**GIVEN EXERCISE**
Exactly reproduce the lines from the line that has "of the crowd" down to the last line of the entries, inclusive.

**DATA FOR THE TASK**
## begin

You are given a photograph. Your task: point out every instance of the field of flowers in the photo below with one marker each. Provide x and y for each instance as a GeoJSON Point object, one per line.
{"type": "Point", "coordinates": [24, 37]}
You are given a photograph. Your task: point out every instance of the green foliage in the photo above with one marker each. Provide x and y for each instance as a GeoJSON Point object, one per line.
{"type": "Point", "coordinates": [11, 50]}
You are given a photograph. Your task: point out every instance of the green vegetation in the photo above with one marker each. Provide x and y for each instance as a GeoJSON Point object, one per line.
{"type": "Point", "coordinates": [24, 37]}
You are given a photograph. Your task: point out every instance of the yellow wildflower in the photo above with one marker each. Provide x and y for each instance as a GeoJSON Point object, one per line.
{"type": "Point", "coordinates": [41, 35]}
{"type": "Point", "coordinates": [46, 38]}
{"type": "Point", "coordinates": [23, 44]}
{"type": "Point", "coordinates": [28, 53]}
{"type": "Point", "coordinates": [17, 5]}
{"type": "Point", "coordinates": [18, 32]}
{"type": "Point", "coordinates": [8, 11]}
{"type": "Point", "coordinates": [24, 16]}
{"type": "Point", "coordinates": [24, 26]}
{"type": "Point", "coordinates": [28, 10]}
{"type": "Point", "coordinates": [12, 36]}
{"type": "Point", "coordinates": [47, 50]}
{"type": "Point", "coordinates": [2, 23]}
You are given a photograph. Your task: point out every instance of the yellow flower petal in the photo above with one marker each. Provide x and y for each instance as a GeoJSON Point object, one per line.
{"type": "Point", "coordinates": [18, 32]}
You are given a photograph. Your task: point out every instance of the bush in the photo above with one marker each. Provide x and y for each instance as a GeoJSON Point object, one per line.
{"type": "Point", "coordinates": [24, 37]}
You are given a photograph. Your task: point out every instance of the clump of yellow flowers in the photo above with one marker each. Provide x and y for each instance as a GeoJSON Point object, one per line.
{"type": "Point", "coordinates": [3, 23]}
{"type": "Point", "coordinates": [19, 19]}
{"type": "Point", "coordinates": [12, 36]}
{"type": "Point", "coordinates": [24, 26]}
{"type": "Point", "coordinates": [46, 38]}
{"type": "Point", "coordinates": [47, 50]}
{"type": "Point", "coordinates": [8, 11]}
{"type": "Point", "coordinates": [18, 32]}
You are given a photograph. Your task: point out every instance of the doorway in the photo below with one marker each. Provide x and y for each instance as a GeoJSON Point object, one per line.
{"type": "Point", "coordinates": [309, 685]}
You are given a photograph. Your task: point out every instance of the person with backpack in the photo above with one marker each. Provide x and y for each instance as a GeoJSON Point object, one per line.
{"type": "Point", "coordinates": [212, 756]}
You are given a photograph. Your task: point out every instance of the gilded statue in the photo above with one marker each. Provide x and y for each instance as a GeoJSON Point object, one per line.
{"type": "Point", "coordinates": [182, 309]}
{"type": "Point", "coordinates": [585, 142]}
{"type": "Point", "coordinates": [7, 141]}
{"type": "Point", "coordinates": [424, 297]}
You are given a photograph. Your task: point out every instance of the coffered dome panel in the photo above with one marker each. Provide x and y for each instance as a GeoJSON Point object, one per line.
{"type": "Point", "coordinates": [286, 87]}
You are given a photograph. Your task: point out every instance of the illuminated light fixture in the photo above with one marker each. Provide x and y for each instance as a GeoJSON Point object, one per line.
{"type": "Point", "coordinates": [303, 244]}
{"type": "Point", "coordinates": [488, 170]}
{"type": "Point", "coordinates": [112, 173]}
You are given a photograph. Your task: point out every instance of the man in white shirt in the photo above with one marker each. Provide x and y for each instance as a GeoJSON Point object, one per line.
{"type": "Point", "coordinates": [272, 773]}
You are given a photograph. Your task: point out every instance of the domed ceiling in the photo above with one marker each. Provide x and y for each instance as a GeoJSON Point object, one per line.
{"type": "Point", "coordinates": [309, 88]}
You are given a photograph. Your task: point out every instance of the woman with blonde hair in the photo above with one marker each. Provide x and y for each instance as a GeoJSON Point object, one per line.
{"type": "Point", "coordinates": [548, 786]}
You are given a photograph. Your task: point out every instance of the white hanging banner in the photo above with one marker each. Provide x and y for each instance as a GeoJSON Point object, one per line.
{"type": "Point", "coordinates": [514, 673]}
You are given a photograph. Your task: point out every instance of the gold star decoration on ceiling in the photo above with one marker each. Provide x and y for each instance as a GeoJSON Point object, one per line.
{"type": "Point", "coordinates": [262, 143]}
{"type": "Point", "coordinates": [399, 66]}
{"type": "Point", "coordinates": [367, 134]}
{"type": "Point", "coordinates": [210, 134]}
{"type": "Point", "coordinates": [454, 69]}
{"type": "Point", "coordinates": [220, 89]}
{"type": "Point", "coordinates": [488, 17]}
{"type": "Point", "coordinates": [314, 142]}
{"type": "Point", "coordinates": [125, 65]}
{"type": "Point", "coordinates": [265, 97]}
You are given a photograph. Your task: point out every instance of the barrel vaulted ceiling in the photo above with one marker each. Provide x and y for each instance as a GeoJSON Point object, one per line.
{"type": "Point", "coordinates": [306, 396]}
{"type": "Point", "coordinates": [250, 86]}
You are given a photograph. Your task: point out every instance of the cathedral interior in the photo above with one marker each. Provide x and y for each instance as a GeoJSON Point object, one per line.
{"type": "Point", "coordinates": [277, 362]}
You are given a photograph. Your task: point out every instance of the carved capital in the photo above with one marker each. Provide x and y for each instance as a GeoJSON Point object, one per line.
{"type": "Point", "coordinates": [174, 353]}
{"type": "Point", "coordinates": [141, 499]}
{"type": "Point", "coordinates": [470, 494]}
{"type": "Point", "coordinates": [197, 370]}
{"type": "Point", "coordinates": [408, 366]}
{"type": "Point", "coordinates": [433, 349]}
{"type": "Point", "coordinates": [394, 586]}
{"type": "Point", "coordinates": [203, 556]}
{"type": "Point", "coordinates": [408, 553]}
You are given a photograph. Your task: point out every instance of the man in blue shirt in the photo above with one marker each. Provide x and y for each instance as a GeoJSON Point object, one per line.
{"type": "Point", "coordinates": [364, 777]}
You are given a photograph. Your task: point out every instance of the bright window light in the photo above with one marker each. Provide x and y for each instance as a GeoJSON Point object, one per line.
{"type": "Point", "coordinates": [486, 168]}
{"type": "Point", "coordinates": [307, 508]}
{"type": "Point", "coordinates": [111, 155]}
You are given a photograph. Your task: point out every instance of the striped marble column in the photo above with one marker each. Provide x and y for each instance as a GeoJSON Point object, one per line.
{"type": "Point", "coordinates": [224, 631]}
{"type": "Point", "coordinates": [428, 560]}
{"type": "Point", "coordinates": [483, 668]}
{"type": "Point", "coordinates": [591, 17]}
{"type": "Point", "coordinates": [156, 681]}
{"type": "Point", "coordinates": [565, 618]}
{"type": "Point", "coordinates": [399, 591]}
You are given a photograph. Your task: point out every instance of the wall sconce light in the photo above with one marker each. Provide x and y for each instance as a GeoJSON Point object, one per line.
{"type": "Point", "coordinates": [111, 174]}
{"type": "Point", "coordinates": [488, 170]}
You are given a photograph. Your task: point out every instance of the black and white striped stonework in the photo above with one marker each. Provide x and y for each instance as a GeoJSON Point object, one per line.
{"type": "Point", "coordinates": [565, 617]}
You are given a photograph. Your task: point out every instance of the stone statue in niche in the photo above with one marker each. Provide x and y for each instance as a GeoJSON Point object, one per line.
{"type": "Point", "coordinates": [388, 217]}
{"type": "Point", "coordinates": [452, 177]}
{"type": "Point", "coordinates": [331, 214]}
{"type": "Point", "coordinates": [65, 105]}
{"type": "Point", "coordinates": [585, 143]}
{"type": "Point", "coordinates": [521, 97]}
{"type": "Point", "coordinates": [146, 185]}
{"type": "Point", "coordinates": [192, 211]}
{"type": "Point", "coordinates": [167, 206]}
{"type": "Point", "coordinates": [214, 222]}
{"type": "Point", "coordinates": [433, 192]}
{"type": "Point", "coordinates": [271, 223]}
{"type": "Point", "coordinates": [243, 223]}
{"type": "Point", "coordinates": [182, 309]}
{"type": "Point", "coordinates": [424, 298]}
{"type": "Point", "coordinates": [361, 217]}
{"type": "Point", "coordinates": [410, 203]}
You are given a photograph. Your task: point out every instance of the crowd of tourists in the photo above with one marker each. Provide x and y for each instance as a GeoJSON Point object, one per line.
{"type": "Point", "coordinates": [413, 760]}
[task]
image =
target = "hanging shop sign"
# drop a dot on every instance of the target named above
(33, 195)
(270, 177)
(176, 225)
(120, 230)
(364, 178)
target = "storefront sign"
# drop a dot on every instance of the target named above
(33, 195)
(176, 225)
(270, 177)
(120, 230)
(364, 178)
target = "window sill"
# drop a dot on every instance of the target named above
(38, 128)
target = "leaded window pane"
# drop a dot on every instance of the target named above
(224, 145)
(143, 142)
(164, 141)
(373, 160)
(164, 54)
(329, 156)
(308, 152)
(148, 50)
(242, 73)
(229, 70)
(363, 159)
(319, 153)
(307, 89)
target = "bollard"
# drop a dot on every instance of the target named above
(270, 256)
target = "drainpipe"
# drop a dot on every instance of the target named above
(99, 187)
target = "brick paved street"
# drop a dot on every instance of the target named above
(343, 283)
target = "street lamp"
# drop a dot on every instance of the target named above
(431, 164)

## end

**RIGHT ANSWER**
You are given a photograph. Your task: point out every instance of the crowd of tourists in the photo above with one marker each. Provide x and y for each instance as a GeoJSON Point object, one per line.
{"type": "Point", "coordinates": [413, 760]}
[task]
image =
target = "hanging shop sign"
# drop a dot on every instance of the target named above
(33, 195)
(270, 177)
(176, 225)
(120, 230)
(364, 178)
target = "storefront sign"
# drop a dot on every instance of the target named above
(33, 195)
(176, 225)
(270, 177)
(120, 230)
(364, 178)
target = "window sill"
# drop a dot on every instance of the target named above
(38, 128)
target = "leaded window pane"
# drop a dot on every instance of the target named above
(224, 145)
(143, 142)
(164, 141)
(373, 160)
(164, 54)
(329, 156)
(308, 152)
(148, 50)
(242, 73)
(229, 70)
(363, 159)
(319, 153)
(307, 89)
target = "bollard"
# drop a dot on every instance of the target named above
(270, 256)
target = "drainpipe"
# drop a dot on every instance of the target named above
(99, 187)
target = "brick paved street"
# drop a dot on every instance of the target named above
(343, 283)
target = "street lamp"
# drop a dot on every instance of the target named above
(431, 164)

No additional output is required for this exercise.